» **What this exercise asks**:
1. According to the report on India's edible oil imports, what was the total amount of edible oil India imported in August?
2. Using the report on India's edible oil imports, decide whether each statement agrees with it. Answer yes or no, and quote the words from the report that settle each one. (a) India is the world's largest importer of edible oils. (b) India gets its soyoil mainly from Indonesia and Malaysia. (c) Demand for palm oil rose in August.
3. Continue the report on India's edible oil imports, starting after its last sentence.

» **Excerpted text**:
The country’s soyoil imports dropped 10.4% year-on-year to 394,735 tonnes last month, while sunflower oil imports fell 31% to 158,518 tonnes, the Solvent Extractors’ Association of India (SEA) said in a statement.
India is the world’s biggest importer of edible oils and lower purchases could put downward pressure on Malaysian palm oil prices and U.S. soyoil prices.
Palm oil is mainly consumed by hotels and restaurants, which gradually began reopening from June after a nationwide coronavirus lockdown imposed in March. Palm oil sales picked up pace in July, but demand waned in August due to the spike in coronavirus cases in the world’s second most populous country.
India buys palm oil from Indonesia and Malaysia and other oils, such as soyoil and sunflower oil, from Argentina, Brazil, Ukraine and Russia.
Lower imports of palm oil and soyoil pushed India’s total edible oil imports in August down 14% year-on-year to 1.37 million tonnes, the SEA said.

» **Raw data**:
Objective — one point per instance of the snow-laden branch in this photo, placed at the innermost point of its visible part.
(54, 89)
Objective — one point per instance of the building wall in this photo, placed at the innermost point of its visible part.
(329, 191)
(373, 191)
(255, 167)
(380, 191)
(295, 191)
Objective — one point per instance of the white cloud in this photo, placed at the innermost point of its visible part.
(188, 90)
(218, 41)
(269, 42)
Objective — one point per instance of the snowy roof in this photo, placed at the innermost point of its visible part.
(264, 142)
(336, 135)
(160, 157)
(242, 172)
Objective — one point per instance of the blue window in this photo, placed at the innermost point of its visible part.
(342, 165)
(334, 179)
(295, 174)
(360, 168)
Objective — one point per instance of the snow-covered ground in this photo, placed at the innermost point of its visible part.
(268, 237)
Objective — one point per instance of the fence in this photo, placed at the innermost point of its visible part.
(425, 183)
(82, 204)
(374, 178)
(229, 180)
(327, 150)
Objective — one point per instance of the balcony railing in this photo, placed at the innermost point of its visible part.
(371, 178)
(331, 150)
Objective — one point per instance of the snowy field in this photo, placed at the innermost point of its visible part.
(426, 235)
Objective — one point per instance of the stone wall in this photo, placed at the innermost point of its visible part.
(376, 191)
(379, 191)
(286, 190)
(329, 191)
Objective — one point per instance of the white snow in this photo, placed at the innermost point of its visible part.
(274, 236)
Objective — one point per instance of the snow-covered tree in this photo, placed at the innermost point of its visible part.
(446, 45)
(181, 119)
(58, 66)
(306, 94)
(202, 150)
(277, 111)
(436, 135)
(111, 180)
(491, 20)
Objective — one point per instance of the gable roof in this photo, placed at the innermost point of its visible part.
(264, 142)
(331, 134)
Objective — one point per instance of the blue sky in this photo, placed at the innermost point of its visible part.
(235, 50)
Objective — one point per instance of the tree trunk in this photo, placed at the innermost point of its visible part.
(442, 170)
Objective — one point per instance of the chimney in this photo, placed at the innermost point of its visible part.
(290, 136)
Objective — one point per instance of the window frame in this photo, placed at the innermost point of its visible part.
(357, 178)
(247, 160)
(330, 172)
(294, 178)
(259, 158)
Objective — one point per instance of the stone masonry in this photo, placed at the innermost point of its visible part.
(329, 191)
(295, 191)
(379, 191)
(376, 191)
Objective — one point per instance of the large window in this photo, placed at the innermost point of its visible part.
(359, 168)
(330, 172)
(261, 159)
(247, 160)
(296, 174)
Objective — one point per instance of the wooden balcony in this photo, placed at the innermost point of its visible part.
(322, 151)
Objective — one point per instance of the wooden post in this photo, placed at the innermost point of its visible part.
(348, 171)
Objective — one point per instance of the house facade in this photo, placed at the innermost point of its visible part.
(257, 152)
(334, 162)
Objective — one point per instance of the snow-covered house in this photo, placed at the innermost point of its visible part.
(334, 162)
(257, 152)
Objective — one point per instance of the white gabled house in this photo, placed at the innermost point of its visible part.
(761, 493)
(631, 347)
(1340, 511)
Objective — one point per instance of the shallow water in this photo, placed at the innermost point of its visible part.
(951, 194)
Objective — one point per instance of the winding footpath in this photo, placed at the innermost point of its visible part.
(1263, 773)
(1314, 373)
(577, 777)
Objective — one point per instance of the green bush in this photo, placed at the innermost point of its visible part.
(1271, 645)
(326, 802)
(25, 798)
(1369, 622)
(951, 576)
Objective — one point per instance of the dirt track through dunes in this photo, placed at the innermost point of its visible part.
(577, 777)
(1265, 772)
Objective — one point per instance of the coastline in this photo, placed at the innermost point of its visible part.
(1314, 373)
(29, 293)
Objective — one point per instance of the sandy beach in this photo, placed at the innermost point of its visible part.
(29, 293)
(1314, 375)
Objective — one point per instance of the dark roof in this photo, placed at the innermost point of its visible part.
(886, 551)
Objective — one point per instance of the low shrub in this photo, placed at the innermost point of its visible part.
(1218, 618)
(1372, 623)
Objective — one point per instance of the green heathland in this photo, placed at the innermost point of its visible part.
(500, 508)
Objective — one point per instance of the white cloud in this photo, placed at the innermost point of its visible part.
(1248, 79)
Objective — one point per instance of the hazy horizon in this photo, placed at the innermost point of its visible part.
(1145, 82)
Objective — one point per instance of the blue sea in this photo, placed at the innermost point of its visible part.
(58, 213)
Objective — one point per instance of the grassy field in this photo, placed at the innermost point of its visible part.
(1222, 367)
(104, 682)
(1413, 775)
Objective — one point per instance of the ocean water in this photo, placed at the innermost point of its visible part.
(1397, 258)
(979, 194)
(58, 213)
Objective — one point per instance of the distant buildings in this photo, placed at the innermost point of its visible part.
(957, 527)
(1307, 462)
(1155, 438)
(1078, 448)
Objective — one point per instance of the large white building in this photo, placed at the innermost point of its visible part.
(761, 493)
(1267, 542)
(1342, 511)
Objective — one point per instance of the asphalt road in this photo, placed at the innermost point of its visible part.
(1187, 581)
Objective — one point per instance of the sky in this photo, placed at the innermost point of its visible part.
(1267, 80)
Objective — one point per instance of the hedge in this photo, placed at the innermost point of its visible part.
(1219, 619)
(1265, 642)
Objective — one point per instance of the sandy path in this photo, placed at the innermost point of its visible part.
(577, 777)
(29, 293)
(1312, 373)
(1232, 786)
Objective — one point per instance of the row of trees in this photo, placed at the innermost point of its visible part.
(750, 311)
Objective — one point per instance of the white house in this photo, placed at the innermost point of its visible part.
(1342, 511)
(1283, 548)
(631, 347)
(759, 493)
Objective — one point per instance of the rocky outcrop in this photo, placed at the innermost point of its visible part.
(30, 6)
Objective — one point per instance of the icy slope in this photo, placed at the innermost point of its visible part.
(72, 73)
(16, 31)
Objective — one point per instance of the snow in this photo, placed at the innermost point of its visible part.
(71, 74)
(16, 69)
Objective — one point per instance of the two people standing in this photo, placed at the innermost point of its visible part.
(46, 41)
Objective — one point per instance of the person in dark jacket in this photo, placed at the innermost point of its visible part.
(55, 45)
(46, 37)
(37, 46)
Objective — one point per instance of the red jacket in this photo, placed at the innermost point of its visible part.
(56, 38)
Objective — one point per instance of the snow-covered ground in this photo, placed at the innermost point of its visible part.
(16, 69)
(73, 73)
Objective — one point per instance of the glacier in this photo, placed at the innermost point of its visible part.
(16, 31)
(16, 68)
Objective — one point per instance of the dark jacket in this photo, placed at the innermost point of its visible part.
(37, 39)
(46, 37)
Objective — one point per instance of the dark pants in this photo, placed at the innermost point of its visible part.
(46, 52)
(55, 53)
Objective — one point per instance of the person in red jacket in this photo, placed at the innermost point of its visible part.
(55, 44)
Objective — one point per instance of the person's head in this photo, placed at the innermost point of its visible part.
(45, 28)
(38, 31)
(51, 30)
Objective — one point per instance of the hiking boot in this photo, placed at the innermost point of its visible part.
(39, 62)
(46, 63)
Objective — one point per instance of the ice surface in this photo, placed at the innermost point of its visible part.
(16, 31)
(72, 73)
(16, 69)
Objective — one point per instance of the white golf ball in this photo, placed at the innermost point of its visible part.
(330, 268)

» **Answers in order**:
1. 1.37 million tonnes, down 14% year-on-year.

2.
(a) Yes: "India is the world’s biggest importer of edible oils"
(b) No: "India buys palm oil from Indonesia and Malaysia and other oils, such as soyoil and sunflower oil, from Argentina, Brazil, Ukraine and Russia"
(c) No: "demand waned in August due to the spike in coronavirus cases"

3.
In the first 10 months of the 2019-20 marketing year that started in November, India’s edible oil imports fell 13% to 11.2 million tonnes, the SEA said.
India’s overall edible oil imports may drop by 1.4-1.5 million tonnes to 13.4-13.5 million tonnes in the current oil year to October 2020, down from previous year’s total purchases of 14.9 million tonnes, said B.V. Mehta, executive director of the SEA.
India imposed restrictions on imports of refined palm oil and palmolein in January and later suspended 39 licences to import refined palm from neighbouring countries such as Nepal and Bangladesh.